> **GIVEN PROBLEM**: Identify every line in the listing below that contains the word "sneaker", and copy each of those lines in full.

> **RECORDED INFORMATION**:
>> Start
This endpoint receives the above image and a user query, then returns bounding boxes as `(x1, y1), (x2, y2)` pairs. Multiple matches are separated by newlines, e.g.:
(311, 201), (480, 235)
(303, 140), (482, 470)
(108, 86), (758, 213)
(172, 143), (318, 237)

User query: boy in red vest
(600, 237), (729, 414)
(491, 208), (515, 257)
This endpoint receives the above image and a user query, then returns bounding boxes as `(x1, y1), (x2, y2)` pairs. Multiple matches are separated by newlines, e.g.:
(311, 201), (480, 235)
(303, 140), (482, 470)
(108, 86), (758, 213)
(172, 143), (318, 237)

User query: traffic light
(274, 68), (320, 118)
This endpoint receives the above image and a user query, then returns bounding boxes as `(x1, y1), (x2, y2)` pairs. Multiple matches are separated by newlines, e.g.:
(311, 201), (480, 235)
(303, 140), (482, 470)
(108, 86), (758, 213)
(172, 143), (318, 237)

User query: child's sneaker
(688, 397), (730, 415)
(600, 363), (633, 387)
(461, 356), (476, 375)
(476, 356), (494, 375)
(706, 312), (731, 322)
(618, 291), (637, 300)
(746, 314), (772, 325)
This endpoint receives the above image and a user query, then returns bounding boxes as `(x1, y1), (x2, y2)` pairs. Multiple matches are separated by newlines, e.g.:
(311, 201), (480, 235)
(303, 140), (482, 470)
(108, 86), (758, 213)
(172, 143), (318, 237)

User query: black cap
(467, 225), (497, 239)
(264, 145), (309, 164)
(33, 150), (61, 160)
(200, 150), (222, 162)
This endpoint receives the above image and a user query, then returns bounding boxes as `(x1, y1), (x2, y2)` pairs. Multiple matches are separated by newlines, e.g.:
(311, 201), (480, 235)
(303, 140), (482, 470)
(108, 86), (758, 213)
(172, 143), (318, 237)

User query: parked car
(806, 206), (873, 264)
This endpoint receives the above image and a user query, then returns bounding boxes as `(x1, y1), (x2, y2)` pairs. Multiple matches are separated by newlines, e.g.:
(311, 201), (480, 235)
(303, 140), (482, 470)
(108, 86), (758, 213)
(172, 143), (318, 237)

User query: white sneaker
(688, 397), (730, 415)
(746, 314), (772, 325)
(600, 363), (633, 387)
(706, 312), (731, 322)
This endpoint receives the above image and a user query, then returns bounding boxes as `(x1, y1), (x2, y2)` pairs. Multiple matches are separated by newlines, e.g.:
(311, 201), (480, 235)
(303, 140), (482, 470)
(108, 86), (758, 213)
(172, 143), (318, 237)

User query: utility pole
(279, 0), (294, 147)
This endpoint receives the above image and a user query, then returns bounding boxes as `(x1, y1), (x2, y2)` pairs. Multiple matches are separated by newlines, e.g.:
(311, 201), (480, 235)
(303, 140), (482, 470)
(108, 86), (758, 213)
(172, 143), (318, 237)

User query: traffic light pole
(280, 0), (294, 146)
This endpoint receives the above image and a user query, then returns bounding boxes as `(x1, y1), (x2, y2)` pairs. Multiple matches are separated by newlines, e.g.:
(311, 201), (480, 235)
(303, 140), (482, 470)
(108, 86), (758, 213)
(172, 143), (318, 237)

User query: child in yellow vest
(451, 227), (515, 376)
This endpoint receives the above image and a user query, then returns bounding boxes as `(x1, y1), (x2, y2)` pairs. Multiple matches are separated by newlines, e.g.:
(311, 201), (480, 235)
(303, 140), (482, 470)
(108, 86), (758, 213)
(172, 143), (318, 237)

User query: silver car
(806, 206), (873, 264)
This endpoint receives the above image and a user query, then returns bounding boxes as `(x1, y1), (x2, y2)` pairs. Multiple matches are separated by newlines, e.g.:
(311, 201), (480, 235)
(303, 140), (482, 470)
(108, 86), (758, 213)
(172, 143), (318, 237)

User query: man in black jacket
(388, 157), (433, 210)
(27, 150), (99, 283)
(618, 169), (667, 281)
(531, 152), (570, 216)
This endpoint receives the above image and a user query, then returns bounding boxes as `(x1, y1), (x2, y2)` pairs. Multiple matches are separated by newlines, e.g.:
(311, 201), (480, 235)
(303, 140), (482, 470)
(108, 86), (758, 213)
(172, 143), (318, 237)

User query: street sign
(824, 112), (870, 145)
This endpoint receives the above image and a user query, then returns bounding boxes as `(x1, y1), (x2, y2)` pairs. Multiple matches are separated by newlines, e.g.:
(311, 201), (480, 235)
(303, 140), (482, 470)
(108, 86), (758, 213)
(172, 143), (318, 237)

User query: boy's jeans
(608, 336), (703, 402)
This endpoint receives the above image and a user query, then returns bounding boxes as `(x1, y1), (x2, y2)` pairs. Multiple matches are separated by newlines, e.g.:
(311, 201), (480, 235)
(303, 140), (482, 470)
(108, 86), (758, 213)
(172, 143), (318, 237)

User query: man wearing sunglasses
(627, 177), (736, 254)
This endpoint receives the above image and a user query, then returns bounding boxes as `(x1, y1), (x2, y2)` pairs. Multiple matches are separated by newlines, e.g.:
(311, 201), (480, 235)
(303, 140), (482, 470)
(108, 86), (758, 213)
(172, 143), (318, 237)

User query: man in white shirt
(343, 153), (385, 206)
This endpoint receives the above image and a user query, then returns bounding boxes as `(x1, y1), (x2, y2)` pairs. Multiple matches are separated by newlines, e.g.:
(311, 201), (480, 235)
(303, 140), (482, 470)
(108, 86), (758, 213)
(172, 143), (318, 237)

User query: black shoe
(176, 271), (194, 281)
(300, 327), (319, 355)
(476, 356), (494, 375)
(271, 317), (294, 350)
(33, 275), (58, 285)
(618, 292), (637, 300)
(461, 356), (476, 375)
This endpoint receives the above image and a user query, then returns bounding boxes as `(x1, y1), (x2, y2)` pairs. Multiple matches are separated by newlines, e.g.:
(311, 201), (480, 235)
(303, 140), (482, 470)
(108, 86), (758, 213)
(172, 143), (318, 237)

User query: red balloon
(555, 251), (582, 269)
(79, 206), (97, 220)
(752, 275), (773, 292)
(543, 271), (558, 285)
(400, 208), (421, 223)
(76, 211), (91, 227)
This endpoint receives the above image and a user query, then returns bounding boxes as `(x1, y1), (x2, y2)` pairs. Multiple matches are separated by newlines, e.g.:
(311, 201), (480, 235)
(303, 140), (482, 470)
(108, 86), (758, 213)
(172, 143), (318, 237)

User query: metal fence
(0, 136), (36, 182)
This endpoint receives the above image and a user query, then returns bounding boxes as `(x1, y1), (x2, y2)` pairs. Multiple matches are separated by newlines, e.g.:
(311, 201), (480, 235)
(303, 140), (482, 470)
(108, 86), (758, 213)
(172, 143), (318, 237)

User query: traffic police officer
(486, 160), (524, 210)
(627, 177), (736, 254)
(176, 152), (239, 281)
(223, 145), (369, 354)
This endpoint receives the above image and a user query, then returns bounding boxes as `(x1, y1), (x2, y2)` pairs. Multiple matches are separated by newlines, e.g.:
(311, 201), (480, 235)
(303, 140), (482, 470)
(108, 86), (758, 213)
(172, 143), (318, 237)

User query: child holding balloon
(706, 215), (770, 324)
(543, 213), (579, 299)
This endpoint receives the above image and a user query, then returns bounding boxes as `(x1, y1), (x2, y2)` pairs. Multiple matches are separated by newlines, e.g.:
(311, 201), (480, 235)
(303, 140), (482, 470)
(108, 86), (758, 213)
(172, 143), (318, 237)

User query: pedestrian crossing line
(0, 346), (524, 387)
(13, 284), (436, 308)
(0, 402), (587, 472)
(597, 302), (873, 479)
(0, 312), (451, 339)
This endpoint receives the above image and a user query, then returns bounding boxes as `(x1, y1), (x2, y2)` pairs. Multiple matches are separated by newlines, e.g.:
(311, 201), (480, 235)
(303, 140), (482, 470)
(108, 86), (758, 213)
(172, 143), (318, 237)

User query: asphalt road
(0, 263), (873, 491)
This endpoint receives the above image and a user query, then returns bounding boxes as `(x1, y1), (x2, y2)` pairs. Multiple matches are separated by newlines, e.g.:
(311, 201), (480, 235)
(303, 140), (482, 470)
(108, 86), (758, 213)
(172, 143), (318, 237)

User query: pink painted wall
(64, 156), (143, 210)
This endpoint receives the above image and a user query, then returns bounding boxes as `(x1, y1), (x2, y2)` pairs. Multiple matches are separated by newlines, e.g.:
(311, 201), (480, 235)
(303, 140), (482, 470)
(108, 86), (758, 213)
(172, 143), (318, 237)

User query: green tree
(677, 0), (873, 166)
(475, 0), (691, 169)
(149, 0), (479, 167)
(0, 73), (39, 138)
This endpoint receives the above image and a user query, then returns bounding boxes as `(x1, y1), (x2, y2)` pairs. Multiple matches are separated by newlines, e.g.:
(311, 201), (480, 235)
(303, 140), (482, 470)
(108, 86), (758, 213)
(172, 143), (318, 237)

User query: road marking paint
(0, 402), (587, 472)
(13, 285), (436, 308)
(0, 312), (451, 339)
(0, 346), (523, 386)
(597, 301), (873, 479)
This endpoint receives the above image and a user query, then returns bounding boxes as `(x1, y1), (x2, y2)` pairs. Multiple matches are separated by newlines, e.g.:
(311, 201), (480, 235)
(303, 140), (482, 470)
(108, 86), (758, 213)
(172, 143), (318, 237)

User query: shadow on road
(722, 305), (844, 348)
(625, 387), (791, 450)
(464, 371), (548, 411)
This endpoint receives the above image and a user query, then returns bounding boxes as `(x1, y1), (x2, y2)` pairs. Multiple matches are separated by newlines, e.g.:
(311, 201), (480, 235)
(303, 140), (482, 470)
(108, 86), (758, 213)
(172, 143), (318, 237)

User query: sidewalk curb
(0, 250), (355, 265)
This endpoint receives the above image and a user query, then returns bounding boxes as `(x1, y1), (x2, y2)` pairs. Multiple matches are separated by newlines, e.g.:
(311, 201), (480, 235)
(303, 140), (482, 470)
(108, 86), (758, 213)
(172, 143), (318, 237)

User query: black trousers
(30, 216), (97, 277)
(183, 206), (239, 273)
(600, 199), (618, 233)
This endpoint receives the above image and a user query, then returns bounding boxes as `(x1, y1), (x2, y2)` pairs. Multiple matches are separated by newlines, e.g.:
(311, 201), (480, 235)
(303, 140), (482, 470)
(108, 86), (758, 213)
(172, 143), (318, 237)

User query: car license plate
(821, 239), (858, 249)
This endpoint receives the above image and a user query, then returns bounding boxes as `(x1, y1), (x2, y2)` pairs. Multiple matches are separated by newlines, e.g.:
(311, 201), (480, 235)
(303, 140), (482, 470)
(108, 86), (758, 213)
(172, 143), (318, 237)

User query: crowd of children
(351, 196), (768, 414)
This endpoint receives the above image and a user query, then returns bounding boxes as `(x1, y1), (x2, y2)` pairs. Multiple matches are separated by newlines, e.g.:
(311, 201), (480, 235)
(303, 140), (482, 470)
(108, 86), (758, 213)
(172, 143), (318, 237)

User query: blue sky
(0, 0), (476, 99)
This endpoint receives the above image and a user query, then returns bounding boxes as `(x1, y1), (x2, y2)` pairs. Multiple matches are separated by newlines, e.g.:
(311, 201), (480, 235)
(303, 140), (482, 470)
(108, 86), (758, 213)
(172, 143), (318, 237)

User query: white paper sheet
>> End
> **ANSWER IN FULL**:
User query: child's sneaker
User query: white sneaker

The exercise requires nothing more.